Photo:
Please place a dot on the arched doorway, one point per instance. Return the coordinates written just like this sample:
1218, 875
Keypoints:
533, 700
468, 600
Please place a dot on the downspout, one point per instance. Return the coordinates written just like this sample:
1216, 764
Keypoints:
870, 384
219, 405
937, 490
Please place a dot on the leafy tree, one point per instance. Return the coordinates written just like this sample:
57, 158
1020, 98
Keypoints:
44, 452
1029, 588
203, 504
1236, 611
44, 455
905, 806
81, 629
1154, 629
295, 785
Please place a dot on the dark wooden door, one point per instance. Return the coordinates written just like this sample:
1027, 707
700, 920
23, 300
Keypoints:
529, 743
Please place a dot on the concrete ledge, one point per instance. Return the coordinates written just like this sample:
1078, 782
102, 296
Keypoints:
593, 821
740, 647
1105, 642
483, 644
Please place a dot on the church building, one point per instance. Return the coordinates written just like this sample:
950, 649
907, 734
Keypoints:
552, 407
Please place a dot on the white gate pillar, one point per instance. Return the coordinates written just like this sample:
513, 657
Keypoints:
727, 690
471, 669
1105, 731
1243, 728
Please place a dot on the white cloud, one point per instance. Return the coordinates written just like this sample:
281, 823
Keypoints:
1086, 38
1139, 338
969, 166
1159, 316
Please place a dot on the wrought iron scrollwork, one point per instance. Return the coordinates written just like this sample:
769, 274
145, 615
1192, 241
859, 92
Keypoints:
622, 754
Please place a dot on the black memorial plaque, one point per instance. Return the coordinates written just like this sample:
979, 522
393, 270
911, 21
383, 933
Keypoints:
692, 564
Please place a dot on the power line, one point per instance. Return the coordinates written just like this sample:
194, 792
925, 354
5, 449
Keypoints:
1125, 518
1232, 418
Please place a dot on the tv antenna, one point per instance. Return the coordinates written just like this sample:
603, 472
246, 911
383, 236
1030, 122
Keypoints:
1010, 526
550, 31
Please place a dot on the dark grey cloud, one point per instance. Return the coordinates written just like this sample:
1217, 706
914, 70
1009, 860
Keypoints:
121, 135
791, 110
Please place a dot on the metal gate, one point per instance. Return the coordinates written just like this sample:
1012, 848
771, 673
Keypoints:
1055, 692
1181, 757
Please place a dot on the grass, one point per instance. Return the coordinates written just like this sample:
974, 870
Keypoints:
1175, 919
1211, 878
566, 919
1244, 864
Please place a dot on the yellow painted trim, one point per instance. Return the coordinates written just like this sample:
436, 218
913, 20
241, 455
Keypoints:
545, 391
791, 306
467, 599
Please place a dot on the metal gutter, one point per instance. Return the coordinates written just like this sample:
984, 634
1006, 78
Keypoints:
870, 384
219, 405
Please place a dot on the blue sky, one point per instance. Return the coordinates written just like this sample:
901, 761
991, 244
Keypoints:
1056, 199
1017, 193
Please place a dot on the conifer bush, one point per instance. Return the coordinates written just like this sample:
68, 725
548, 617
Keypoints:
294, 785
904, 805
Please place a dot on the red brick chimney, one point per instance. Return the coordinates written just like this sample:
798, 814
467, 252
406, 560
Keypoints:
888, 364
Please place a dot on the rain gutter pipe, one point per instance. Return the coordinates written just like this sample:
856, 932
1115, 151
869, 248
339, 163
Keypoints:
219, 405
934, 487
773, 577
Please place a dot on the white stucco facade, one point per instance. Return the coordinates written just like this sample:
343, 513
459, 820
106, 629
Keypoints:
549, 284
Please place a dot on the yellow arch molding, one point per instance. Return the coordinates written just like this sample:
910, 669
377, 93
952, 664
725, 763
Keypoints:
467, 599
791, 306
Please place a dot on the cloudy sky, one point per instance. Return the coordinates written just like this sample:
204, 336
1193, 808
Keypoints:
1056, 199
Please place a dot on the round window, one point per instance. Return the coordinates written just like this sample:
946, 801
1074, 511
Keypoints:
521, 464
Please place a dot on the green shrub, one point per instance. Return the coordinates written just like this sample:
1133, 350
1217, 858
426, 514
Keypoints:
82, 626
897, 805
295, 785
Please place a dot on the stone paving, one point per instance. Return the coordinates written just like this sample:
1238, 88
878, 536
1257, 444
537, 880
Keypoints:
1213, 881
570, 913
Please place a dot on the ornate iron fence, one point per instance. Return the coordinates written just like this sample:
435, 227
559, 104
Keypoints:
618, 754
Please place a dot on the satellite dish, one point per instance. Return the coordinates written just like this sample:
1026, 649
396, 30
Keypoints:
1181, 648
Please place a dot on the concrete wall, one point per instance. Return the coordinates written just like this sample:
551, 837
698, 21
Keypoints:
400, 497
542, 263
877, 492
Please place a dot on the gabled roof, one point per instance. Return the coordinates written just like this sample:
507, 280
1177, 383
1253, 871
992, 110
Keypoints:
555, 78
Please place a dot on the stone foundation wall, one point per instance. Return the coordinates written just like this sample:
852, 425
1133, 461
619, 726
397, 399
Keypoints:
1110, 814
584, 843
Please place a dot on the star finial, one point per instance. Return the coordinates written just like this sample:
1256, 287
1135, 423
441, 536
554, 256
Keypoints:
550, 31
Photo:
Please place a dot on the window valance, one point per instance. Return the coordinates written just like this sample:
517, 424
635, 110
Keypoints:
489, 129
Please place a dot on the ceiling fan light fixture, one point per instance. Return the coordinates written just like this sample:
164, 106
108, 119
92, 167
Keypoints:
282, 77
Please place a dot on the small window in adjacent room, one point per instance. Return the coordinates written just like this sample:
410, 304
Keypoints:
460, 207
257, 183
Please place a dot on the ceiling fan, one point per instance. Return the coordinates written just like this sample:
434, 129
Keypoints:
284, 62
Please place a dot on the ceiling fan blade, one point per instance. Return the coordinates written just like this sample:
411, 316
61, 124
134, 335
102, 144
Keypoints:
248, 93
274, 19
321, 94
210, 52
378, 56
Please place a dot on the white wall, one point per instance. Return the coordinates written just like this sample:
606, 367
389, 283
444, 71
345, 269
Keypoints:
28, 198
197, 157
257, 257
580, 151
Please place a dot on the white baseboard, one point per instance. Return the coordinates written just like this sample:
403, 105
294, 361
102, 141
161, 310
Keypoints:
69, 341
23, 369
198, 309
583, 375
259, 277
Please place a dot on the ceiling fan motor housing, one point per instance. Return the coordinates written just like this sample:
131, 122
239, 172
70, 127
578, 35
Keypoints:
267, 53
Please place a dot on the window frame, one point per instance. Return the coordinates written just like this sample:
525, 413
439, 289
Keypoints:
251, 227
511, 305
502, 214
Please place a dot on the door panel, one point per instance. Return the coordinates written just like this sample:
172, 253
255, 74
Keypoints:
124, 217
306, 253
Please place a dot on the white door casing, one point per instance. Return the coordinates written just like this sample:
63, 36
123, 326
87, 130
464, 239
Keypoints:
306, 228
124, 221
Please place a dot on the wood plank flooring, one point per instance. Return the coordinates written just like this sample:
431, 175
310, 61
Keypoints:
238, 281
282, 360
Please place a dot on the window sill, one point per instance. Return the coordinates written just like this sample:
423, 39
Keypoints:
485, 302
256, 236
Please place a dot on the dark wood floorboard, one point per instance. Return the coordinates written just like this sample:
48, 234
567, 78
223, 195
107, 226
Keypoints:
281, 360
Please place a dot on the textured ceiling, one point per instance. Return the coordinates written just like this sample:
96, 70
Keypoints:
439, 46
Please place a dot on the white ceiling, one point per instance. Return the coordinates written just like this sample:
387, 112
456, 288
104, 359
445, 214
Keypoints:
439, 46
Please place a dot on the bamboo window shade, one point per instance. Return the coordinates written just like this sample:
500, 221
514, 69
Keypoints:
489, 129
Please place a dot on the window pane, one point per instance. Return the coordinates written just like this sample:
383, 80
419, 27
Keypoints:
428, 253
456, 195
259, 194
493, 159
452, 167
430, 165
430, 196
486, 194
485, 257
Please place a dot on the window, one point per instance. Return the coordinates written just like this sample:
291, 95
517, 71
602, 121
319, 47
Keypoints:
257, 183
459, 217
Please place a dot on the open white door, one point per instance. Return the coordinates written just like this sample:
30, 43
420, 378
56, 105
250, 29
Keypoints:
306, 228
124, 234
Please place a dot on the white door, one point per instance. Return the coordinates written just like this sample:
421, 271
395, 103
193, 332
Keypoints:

________________________

■ ABOUT THIS EXERCISE
Scan the material above for the string "concrete". Return each line where it occurs.

■ SOLUTION
Please place a dot on the concrete ledge, one point per instance. Return the coordinates written just like this sample:
Please place a dot on the concrete wall, one point per instance. Return the coordinates written just like this sample:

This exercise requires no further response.